▸ WRITTEN PROBLEM
Present all of the entries below as a numbered list, omitting any blank lines.

__________

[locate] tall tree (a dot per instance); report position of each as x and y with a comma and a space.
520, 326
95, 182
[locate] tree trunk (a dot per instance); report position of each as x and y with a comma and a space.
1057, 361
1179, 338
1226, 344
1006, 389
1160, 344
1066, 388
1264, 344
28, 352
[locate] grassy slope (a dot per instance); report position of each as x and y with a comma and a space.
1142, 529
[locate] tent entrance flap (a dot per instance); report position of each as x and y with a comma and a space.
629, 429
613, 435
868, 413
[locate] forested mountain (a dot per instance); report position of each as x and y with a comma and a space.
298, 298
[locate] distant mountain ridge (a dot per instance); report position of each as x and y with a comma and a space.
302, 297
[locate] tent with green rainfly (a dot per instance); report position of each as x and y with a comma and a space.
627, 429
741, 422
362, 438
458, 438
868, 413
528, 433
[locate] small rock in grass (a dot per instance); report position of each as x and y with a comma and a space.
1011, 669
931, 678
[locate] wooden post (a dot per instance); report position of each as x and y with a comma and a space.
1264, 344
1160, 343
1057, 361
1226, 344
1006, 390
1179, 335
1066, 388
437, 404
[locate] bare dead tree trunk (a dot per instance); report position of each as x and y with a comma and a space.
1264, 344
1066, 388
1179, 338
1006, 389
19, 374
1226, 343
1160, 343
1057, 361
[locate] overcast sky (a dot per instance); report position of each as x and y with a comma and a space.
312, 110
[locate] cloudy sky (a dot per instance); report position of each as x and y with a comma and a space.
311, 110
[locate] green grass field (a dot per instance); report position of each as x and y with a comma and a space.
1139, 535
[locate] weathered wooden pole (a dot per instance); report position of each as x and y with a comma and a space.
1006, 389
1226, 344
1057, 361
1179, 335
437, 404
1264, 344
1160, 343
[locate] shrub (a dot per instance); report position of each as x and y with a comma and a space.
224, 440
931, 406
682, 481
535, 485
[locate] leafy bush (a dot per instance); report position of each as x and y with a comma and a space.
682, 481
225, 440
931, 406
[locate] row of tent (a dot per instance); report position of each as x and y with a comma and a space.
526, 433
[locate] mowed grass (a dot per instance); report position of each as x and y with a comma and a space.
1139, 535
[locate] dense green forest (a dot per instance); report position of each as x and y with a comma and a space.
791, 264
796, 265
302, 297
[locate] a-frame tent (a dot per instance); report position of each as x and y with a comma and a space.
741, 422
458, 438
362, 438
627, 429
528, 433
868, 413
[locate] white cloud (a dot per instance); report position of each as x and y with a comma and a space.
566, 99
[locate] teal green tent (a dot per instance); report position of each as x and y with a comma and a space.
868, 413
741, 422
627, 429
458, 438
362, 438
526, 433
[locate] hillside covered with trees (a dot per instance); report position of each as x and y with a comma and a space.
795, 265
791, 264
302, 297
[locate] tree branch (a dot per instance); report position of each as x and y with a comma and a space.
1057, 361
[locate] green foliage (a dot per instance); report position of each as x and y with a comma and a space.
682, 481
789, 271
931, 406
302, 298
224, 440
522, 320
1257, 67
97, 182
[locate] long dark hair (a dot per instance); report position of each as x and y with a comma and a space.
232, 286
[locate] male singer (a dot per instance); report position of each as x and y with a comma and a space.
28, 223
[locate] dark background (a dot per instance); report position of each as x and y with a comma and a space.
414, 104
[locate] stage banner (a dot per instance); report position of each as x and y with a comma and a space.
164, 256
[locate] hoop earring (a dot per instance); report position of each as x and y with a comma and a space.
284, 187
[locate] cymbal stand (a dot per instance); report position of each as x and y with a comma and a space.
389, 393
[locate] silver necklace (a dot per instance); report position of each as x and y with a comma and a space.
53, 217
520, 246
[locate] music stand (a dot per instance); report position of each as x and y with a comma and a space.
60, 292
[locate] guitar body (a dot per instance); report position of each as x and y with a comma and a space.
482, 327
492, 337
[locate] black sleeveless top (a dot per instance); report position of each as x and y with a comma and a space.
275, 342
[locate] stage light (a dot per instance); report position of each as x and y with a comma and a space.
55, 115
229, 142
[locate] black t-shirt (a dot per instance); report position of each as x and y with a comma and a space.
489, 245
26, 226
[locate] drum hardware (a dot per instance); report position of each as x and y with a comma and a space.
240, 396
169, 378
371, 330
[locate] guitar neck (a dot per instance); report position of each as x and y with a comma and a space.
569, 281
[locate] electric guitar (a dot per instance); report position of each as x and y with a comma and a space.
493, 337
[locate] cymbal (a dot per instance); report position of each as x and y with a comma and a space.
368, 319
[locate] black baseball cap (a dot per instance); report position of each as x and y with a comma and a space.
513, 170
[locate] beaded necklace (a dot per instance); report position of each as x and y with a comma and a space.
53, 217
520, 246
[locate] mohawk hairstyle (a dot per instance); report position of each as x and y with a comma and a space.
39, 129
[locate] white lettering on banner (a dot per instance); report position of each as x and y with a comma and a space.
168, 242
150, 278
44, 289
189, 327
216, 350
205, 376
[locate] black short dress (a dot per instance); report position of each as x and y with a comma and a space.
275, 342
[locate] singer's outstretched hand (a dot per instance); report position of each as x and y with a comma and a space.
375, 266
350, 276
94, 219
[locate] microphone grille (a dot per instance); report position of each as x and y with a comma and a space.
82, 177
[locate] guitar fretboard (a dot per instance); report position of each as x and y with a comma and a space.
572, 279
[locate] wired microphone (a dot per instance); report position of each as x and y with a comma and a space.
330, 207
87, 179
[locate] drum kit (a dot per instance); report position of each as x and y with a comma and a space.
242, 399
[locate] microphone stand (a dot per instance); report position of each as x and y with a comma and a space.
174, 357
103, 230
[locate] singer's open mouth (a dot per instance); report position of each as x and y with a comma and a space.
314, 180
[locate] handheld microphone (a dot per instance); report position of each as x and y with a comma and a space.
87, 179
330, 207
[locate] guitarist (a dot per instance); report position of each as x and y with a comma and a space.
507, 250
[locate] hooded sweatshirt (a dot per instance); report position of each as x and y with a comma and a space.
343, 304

__________

▸ SOLUTION BELOW
1. [locate] tall tree (a dot per instance); report position of each as x and y with a comma and a space.
2. 520, 326
3. 95, 182
4. [locate] tree trunk (a dot per instance); report position of each as x and y with a comma and a space.
5. 1057, 361
6. 1179, 338
7. 1226, 344
8. 1006, 389
9. 1160, 344
10. 1066, 388
11. 1264, 344
12. 28, 352
13. [locate] grassy slope (a dot per instance); report position of each as x and y with a comma and a space.
14. 1142, 529
15. [locate] tent entrance flap (a dot per instance); report position of each as x and y with a comma and a space.
16. 629, 429
17. 613, 435
18. 868, 413
19. [locate] forested mountain (a dot per instance); report position of each as x and y with a comma and a space.
20. 298, 298
21. [locate] distant mountain ridge (a dot per instance); report position of each as x and y with a comma and a space.
22. 302, 297
23. [locate] tent with green rainfly (a dot per instance); report position of each as x and y with a comma and a space.
24. 627, 429
25. 741, 422
26. 362, 438
27. 458, 438
28. 868, 413
29. 528, 433
30. [locate] small rock in grass (a dot per instance); report position of each as x and y with a comma and a space.
31. 1011, 669
32. 931, 678
33. [locate] wooden post (a dot per instance); report position of each as x and y with a comma and a space.
34. 1264, 344
35. 1160, 343
36. 1057, 361
37. 1226, 344
38. 1006, 390
39. 1179, 335
40. 1066, 388
41. 437, 404
42. [locate] bare dead tree trunk (a dot per instance); report position of each as x and y with a comma and a space.
43. 1264, 344
44. 1066, 388
45. 1179, 338
46. 1006, 389
47. 19, 374
48. 1226, 343
49. 1160, 343
50. 1057, 361
51. [locate] overcast sky (a dot per instance); report position of each as x and y with a comma and a space.
52. 312, 110
53. [locate] cloudy sky (a dot per instance); report position of each as x and y with a comma and a space.
54. 311, 110
55. [locate] green grass field (a dot per instance); report position of each as x and y with a comma and a space.
56. 1139, 535
57. [locate] weathered wooden pole (a dot per instance); report position of each as x and y with a comma and a space.
58. 1006, 389
59. 1226, 344
60. 1057, 361
61. 1179, 335
62. 437, 404
63. 1264, 344
64. 1160, 343
65. [locate] shrub (a dot per instance); report position of each as x and y with a comma and a space.
66. 224, 440
67. 931, 406
68. 682, 481
69. 535, 485
70. [locate] leafy bush (a dot per instance); report position of each as x and y with a comma and a space.
71. 682, 481
72. 225, 440
73. 931, 406
74. [locate] row of tent (a dot per instance); report position of each as x and y with a comma and a space.
75. 526, 433
76. [locate] mowed grass (a dot per instance); report position of each as x and y with a comma and a space.
77. 1139, 535
78. [locate] dense green forest (a dot per instance); report position of each as x and y with a comma and a space.
79. 791, 264
80. 796, 265
81. 302, 297
82. [locate] a-frame tent (a dot per instance); report position of each as x and y with a comma and a space.
83. 741, 422
84. 458, 438
85. 362, 438
86. 627, 429
87. 528, 433
88. 868, 413
89. [locate] white cloud (a dot per instance); report position of each as x and y with a comma and a space.
90. 566, 99
91. [locate] teal green tent (a dot per instance); report position of each as x and y with a comma and a space.
92. 868, 413
93. 741, 422
94. 627, 429
95. 458, 438
96. 362, 438
97. 526, 433
98. [locate] hillside covered with trees (a dot per instance); report position of each as x and y with a comma and a space.
99. 795, 265
100. 791, 264
101. 302, 297
102. [locate] tree branch (a dot per instance); report position of each as x and y with a comma and a space.
103. 1057, 361
104. [locate] green foliage (a dot per instance); report position of each as x and y with a comma and a space.
105. 682, 481
106. 789, 271
107. 931, 406
108. 302, 298
109. 224, 440
110. 522, 320
111. 1257, 67
112. 97, 182
113. [locate] long dark hair (a dot per instance); report position of each as x and y with a comma and a space.
114. 232, 286
115. [locate] male singer (a dot per instance); report position of each as x and y with a comma and a space.
116. 28, 223
117. [locate] dark background (a dot per instance); report position of each as x and y with a comma and a space.
118. 414, 104
119. [locate] stage banner (a dot per instance); report position of each as x and y with a comma and a space.
120. 164, 256
121. [locate] hoop earring (a dot per instance); report position of each as x and y with a comma and a space.
122. 284, 187
123. [locate] cymbal stand (a dot per instance); report position of each as x and y with a comma and a space.
124. 389, 393
125. [locate] silver necklace (a dot per instance); report position of each as x and y with a comma and a space.
126. 53, 217
127. 520, 246
128. [locate] music stand (a dot per instance); report position of each as x and y with a comma and a space.
129. 60, 292
130. [locate] guitar body (a dot per instance); report position of each as x and y with a comma and a space.
131. 482, 327
132. 492, 337
133. [locate] black sleeveless top (a dot per instance); report position of each as x and y with a comma and a space.
134. 275, 342
135. [locate] stage light (a dot per instance); report position of each as x and y with a comma and a space.
136. 55, 115
137. 229, 142
138. [locate] black t-shirt (a dot per instance); report position of each as x and y with a comma and a space.
139. 489, 245
140. 26, 226
141. [locate] drum hardware (a dot per instance); report position of each as x and y with a comma and a space.
142. 240, 396
143. 169, 378
144. 371, 330
145. [locate] guitar neck (a dot per instance); report position of each as x and y with a comma and a space.
146. 569, 281
147. [locate] electric guitar (a dot per instance); report position of each as x and y with a comma and a space.
148. 493, 337
149. [locate] cymbal (a dot per instance); report position of each as x and y with a comma and a space.
150. 368, 319
151. [locate] black baseball cap (a dot per instance); report position of each as x and y with a comma and a space.
152. 513, 170
153. [locate] beaded necklace (a dot per instance); report position of each as x and y with a comma and a space.
154. 53, 217
155. 520, 246
156. [locate] mohawk hairstyle (a dot per instance); report position of each as x and y with a comma and a space.
157. 39, 129
158. [locate] white lettering on banner (a dot per instance); report position of each as x and y with a comma and a space.
159. 168, 242
160. 150, 278
161. 44, 289
162. 189, 327
163. 216, 350
164. 205, 376
165. [locate] black short dress (a dot per instance); report position of each as x and y with a comma and a space.
166. 275, 342
167. [locate] singer's outstretched hand (a dot per instance); report position of each as x and y with a comma and a space.
168. 375, 266
169. 350, 276
170. 94, 219
171. [locate] microphone grille (a dot per instance); report position of each as x and y with a comma and a space.
172. 82, 177
173. [locate] guitar fretboard (a dot per instance); report position of each as x and y with a comma and a space.
174. 572, 279
175. [locate] wired microphone (a dot per instance); report position of each as x and y with a comma and a space.
176. 330, 207
177. 87, 179
178. [locate] drum kit (a dot per instance); report position of each as x and y with a comma and a space.
179. 242, 399
180. [locate] microphone stand (a dot per instance); report position of each as x and y with a comma and a space.
181. 174, 357
182. 103, 230
183. [locate] singer's open mouth (a dot per instance); report position of each as x and y with a comma and a space.
184. 314, 180
185. [locate] handheld microphone (a dot per instance); report position of each as x and y with a comma and a space.
186. 87, 179
187. 330, 207
188. [locate] guitarist (a dot per instance); report position of each as x and y with a comma and a space.
189. 507, 250
190. [locate] hooded sweatshirt (a dot per instance); report position of each as x and y with a comma and a space.
191. 343, 304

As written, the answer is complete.